Dataset items:
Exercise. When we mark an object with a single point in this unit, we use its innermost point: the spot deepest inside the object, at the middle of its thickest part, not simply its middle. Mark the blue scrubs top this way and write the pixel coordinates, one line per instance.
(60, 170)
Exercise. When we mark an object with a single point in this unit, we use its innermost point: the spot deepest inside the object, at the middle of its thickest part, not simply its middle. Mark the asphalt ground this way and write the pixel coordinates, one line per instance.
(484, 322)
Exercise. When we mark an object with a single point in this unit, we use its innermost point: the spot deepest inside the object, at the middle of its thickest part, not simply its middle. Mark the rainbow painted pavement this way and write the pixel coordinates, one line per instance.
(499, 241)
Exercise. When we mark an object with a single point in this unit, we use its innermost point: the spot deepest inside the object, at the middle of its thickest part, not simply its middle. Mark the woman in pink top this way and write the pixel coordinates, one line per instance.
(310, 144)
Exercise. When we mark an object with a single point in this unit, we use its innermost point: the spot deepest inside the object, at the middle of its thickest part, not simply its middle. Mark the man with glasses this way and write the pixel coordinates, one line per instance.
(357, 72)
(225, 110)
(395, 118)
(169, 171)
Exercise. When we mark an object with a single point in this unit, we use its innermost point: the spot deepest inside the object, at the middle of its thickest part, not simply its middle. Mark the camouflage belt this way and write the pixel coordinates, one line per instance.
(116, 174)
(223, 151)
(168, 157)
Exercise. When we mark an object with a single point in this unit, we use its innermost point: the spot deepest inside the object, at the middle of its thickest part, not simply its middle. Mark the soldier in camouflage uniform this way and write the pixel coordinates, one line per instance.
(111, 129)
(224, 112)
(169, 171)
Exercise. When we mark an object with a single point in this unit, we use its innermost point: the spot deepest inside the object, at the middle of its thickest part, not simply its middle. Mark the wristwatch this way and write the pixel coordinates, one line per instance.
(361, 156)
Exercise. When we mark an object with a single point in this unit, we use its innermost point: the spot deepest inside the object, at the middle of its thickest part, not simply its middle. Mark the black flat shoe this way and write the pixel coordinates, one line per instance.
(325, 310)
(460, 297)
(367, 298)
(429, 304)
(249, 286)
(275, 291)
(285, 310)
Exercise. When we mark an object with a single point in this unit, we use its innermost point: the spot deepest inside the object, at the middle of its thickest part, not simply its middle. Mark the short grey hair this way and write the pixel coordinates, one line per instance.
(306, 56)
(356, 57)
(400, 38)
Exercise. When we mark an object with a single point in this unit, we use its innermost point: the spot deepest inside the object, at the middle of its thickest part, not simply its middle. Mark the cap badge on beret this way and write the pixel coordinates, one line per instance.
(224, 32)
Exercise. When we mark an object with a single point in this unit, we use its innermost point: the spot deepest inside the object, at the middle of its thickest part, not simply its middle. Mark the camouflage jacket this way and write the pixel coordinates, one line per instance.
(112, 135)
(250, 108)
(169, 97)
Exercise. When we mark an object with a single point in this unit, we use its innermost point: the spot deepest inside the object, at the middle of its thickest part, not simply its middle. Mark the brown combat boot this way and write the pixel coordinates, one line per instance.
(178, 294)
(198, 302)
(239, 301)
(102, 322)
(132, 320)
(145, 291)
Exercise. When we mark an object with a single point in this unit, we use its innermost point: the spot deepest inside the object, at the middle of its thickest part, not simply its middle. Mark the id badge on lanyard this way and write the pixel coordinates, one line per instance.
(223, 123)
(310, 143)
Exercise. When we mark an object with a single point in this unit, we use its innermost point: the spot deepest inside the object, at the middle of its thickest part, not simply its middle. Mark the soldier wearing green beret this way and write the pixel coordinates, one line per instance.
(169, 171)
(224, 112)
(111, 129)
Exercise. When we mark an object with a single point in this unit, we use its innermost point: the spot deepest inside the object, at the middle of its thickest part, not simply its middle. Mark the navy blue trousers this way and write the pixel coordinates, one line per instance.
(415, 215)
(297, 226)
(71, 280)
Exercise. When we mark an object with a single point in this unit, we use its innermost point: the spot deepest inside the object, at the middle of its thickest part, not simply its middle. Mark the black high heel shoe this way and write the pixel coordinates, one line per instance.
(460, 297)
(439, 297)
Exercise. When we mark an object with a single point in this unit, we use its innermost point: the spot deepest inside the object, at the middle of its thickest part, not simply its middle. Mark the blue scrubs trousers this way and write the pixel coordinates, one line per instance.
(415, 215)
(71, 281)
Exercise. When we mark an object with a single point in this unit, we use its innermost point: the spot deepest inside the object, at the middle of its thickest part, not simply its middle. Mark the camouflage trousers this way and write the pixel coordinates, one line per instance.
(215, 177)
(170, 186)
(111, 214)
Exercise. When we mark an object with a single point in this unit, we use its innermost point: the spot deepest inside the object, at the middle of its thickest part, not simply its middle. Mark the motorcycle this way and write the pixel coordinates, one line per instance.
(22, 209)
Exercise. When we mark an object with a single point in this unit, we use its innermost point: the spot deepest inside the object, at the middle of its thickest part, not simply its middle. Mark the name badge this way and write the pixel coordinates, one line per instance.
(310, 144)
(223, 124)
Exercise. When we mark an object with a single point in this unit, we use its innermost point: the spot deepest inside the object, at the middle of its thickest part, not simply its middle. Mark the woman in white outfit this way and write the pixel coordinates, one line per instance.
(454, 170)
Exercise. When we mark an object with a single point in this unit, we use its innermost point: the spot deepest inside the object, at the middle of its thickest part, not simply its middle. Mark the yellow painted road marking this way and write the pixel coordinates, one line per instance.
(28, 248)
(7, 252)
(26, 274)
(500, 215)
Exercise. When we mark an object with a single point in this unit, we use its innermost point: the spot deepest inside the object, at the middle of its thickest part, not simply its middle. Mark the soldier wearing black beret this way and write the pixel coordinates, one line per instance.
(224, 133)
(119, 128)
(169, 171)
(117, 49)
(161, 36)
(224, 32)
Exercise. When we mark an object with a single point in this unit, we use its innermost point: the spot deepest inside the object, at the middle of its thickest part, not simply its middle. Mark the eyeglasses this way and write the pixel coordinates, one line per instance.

# [TASK TO CARRY OUT]
Locate "Mark the motorcycle" in the material, then quote the line that contains it and all lines after it through the final one.

# [EXPECTED ANSWER]
Exercise. When we mark an object with a single point in this unit, we use its innermost point: the spot deepest inside the object, at the middle of its thickest part, not simply its middle. Mark the motorcycle this way and write the pixel coordinates, one line per instance.
(22, 209)
Exercise. When we mark an object with a single point in this unit, we use its innermost point: the spot deepest inside the object, at the middle of its thickest part, not simply its middle. Mark the name badge this way and write the pixel coordinates, one line per instance.
(310, 144)
(223, 124)
Exercise. When we mark an object with a single point in this unit, we use its innermost point: the spot deepest inside the object, at the middle of its thickest part, not simply its middle. Mark the woman in white outfit this way and write the pixel coordinates, one line per instance.
(454, 170)
Exercise. When we mark an object with a single point in this unit, we use its innermost point: the spot deepest inside the object, at the middle of its thickest part, not simply its middle. Mark the yellow painted road marking this way and write the pixel coordinates, one line per instance.
(28, 248)
(7, 252)
(26, 274)
(500, 215)
Exercise. When we mark an object with a single point in this unit, we use its innermost point: the spot deepest inside the object, at the middle of its thickest part, not simply its middle. Mark the soldier wearing black beret this way and write the pixel coordinates, one line per instance.
(224, 133)
(119, 128)
(169, 171)
(117, 49)
(161, 36)
(224, 32)
Exercise. When we mark an object with a single point in this unit, we use its innermost point: the spot deepest inside the object, at the middle of its thickest part, not simply its middle. Mark the eyeglasses this way and write the pixel coordinates, one line per instance.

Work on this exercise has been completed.